Data records:
* * *
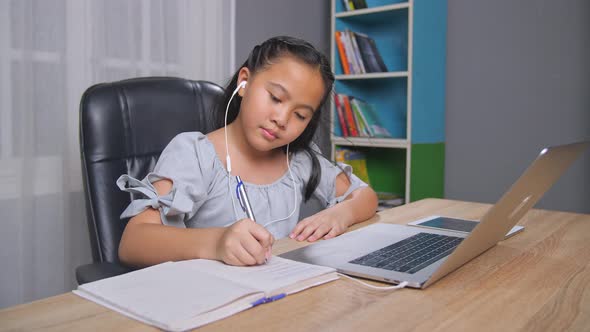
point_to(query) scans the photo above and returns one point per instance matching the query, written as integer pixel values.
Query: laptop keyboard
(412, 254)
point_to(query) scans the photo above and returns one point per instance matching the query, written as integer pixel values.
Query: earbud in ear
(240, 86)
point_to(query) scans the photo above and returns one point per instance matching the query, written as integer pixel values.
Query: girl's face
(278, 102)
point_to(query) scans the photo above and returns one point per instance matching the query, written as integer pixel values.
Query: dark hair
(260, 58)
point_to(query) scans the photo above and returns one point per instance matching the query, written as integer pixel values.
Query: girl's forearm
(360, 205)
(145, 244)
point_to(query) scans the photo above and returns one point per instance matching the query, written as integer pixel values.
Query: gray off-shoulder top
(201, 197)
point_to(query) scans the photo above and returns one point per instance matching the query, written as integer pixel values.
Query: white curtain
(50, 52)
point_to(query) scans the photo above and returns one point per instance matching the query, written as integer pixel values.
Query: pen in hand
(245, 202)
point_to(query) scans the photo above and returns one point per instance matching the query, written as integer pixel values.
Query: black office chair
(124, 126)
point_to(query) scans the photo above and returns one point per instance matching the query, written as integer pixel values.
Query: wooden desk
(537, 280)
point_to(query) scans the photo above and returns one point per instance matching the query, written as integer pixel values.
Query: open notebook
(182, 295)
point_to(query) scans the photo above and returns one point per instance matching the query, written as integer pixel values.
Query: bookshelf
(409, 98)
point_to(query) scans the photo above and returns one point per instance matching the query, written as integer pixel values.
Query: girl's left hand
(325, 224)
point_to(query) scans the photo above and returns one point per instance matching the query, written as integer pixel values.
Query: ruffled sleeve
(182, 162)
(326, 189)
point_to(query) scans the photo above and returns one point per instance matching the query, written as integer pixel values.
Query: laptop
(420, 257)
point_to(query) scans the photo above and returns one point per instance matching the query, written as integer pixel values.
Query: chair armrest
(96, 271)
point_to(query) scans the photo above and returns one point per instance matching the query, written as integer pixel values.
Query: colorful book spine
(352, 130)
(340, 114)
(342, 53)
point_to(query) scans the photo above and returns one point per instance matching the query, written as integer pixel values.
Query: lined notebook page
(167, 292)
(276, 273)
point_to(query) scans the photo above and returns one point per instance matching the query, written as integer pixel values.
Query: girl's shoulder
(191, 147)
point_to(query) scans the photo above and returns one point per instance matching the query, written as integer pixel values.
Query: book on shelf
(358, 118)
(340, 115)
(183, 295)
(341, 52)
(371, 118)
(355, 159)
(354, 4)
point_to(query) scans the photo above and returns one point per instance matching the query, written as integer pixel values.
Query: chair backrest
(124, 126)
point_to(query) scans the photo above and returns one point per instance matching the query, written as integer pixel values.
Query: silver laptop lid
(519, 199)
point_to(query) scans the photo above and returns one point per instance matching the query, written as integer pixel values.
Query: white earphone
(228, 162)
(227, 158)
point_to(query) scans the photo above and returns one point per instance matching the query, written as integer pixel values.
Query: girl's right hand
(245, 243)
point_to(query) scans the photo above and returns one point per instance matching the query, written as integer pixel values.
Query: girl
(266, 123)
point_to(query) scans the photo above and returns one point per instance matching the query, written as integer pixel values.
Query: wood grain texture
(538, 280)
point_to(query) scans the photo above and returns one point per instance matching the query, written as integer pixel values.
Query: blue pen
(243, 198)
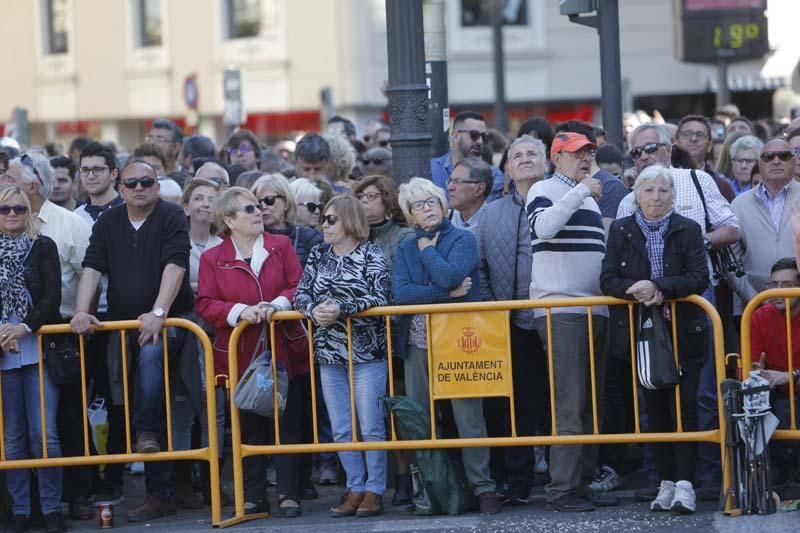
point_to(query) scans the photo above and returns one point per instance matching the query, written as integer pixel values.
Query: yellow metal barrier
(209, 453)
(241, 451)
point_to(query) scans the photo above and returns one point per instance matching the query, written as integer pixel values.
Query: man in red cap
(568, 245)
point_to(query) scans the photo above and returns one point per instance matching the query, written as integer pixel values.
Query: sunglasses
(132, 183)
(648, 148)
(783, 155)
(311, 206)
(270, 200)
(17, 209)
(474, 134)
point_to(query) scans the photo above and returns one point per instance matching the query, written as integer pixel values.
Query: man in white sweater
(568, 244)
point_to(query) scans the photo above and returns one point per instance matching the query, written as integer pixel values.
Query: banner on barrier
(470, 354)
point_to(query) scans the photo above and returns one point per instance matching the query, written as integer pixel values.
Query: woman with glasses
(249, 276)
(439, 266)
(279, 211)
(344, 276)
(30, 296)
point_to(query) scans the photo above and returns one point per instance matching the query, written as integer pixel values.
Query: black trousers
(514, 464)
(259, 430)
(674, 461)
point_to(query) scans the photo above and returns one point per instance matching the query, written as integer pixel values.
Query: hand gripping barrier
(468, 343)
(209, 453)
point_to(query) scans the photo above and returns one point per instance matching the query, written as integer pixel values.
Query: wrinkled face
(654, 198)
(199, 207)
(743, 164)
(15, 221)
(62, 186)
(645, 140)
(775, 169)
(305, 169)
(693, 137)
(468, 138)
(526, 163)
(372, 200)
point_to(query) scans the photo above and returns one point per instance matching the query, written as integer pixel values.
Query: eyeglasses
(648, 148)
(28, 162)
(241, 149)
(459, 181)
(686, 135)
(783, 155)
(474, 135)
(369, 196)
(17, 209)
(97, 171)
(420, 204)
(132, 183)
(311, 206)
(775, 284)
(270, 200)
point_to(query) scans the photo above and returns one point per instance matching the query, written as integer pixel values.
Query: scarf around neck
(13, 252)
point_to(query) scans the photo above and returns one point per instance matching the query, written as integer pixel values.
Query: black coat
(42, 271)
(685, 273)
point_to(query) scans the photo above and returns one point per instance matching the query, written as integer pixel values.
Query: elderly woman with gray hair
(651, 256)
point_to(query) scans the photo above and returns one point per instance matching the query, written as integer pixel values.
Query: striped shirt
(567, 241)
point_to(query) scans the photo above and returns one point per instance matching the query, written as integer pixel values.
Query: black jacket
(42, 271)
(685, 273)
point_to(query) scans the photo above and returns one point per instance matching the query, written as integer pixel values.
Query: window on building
* * *
Reproduce all the entries that precede this task, word for word, minus any pictures.

◆ Answer below
point_to(query) scans the photo above and returns one point per instance matching the query, written as integer pixel values.
Query: laptop keyboard
(412, 254)
point_to(query) scans the photo above and returns one point per instance matching the query, written as integer pixel values.
Query: earbud in ear
(240, 86)
point_to(query) scans the photo above and returns one point per instance matching the query, written as integer pixel values.
Query: girl's face
(278, 102)
point_to(query) scans the photo above and returns one point per instance matching the query, written as integer pixel values.
Query: dark hair
(260, 58)
point_to(query) scans the photo above and returns one point per instance matching the query, written as integer pixel values.
Query: girl's forearm
(360, 205)
(145, 244)
point_to(query) scans the photo above and returns one point per instance matching the query, written as integer pixel values.
Query: gray off-shoulder top
(201, 197)
point_to(query) scans the photo above and returns one point per instance matching the query, written as integer pixel values.
Query: white curtain
(50, 52)
point_to(query) scans the photo above and returns one point per instance matching the query, written as integer pixel values.
Query: pen in hand
(245, 202)
point_to(query) scans the photo above and returns one point per instance matching the query, written as integer pixel values.
Query: black office chair
(124, 126)
point_to(query) scans the photo above and returns one point per instance matching the query, written as integer pixel values.
Query: wooden desk
(537, 280)
point_to(query) scans the photo above and returns one point per instance matching the query, written as integer pixel values.
Query: open notebook
(182, 295)
point_to(query) scans the photo above and returns one point per instance matching the query, written as integer pixel values.
Query: bookshelf
(409, 98)
point_to(query) scans the photo above and returns one point per instance matching the query, written as integer pixel values.
Query: girl's left hand
(325, 224)
point_to(query) scans the photo above and returns one point per instance matching the query, written as integer pixel values.
Query: ruffled sleeve
(182, 162)
(326, 189)
point_to(query) scans the photo above and returns one point per instance matching the query, written as integer pixel values.
Query: laptop
(420, 257)
point_to(query) scans the photo above and returns one point per instance matching the query, written as integer pixel values.
Query: chair armrest
(96, 271)
point_to(query) scans the photo above and returns one point per instance matching the query, written as integer pixel values.
Query: colorful book spine
(352, 130)
(340, 114)
(342, 53)
point_to(query) scans the photo above and returns one point per instance matching the query, written as integer pixel values.
Query: lined notebook page
(167, 292)
(276, 273)
point_to(query) scans the photo above and returns one point per instance matching the query, written as integer pixel values.
Query: girl's shoulder
(191, 147)
point_to(query) scans the photo above and returns one point per instance matching the query, written as integer pixel values.
Query: book on shelf
(358, 118)
(340, 115)
(183, 295)
(341, 52)
(371, 118)
(355, 159)
(354, 4)
point_to(query) scans the photo above and returns one point per instance matching the query, written as integer pixel values.
Query: chair backrest
(124, 126)
point_to(query) scans the photo above and returns one point per instance matching the query, written as integer pixel values.
Query: silver laptop lid
(519, 199)
point_to(query) scans the photo above and returns one point per instance matching the query, written as integer pixel values.
Query: white earphone
(228, 162)
(227, 158)
point_to(query) scans the photo above and returns one point per instance matching the query, written as integer pixel values.
Query: girl's right hand
(245, 243)
point_to(query) scans the photo above and returns one point per instance matching the query, written as integer pixel values.
Query: girl
(266, 123)
point_to(query) scans the photo above and returns one point per instance matching the query, written as integer pixel values.
Query: wood grain texture
(538, 280)
point_to(query) scans the photo above and returns one point per instance matching the query, written as integer pixel values.
Query: blue pen
(243, 198)
point_to(query) scans the photo above and returns one point per instance matching the query, written as integer pixel values.
Query: yellow metal barrier
(209, 453)
(241, 451)
point_to(query) scans the photo above and returns one point per instance matching the query, written as integer pixel values.
Query: man in red cap
(568, 245)
point_to(query) scans the photo above and returns one point per instance matching the query, written as integer pixel values.
Query: sunglasses
(132, 183)
(648, 148)
(783, 155)
(311, 206)
(270, 200)
(17, 209)
(474, 134)
point_to(query) scans the photo above and returns one point per instance matching the query, written as integer pixel values.
Query: man in white sweater
(568, 244)
point_to(query) scans the photo above and returns one point per instance matching the query, written as integer pixel values.
Query: banner on barrier
(470, 354)
point_to(query) scans the photo above and returns one point per instance matching the query, written as integer pixel values.
Query: woman with glasses
(249, 276)
(439, 266)
(279, 211)
(344, 276)
(30, 296)
point_to(query) scans the photo above and returns one point per instance matching the query, written as integer pixel values.
Query: black trousers
(514, 464)
(259, 430)
(674, 461)
point_to(query) scans the photo above and returns one point per instance matching the query, written as integer pixel values.
Query: hand gripping barrier
(468, 343)
(209, 453)
point_to(query) scans the photo above and returns one point per instance matching the query, written as integer pixel values.
Query: wrinkled face
(654, 198)
(199, 207)
(743, 164)
(15, 221)
(62, 186)
(645, 140)
(775, 169)
(305, 169)
(693, 137)
(468, 138)
(526, 163)
(372, 200)
point_to(query) scans the photo above and returns one point per instance matching the query, written as integer pixel values.
Query: eyeglasses
(648, 148)
(28, 162)
(241, 149)
(459, 181)
(686, 135)
(783, 155)
(474, 135)
(369, 196)
(17, 209)
(97, 171)
(420, 204)
(132, 183)
(311, 206)
(775, 284)
(270, 200)
point_to(query) scans the photo above and returns one point per instance matching the query, written as integer pixel values.
Query: scarf around neck
(13, 252)
point_to(query) scans the photo above and returns one point per instance matching the query, written as integer pixel values.
Query: black coat
(42, 271)
(685, 273)
point_to(query) scans the photo above and returns one point per instance matching the query, written as integer pixel values.
Query: elderly woman with gray hair
(651, 256)
point_to(query) scans the photo above and returns one point per instance matching the query, written as integer pixel values.
Query: striped shirt
(567, 241)
point_to(query) scans the photo above and returns one point per instance matching the query, written as integer pixel values.
Query: black jacket
(42, 271)
(685, 273)
point_to(query) scans the photo above and returns one point per instance matching the query, written as integer pixel values.
Query: window on building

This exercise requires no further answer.